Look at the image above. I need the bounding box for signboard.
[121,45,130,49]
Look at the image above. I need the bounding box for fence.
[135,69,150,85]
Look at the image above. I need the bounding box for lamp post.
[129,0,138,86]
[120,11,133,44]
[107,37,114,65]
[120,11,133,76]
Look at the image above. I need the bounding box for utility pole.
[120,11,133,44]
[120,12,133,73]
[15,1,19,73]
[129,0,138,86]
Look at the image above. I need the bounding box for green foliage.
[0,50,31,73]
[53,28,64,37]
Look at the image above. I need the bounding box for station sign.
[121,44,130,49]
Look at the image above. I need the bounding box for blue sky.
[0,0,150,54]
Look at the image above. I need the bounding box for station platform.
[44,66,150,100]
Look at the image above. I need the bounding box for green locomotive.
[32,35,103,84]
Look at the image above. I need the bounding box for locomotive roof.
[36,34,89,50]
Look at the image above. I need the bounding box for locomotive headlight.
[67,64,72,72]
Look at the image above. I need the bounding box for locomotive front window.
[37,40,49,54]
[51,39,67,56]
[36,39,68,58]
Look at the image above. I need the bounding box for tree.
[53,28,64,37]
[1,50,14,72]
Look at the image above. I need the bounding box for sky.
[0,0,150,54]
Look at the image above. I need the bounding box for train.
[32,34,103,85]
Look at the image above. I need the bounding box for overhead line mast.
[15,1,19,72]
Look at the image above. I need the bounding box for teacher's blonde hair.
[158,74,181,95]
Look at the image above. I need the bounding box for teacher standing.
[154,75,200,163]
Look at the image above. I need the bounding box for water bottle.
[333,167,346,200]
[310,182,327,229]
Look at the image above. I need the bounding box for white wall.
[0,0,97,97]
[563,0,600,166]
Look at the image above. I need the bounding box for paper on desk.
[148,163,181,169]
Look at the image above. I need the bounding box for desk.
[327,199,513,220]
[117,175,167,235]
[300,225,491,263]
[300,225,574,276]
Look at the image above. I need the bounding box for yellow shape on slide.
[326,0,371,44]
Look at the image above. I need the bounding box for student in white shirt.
════
Update the material between the lines holding "for green foliage." and "[36,34,89,50]", inclusive, by replacing "station platform" with "railway platform" and leaving everything else unchanged. Give only those lines.

Look at the image above. I need the bounding box for green foliage.
[0,50,31,73]
[53,28,64,37]
Look at the image above. I need the bounding box for station sign.
[121,44,130,49]
Look at the image above. I need the bounding box for blue sky.
[0,0,150,54]
Look at the image above. I need the bounding box for railway platform.
[44,66,150,100]
Look at the image above. I need the bounding box for green locomotive.
[32,35,103,84]
Look at the image above. I need the bounding box for locomotive roof.
[36,34,89,50]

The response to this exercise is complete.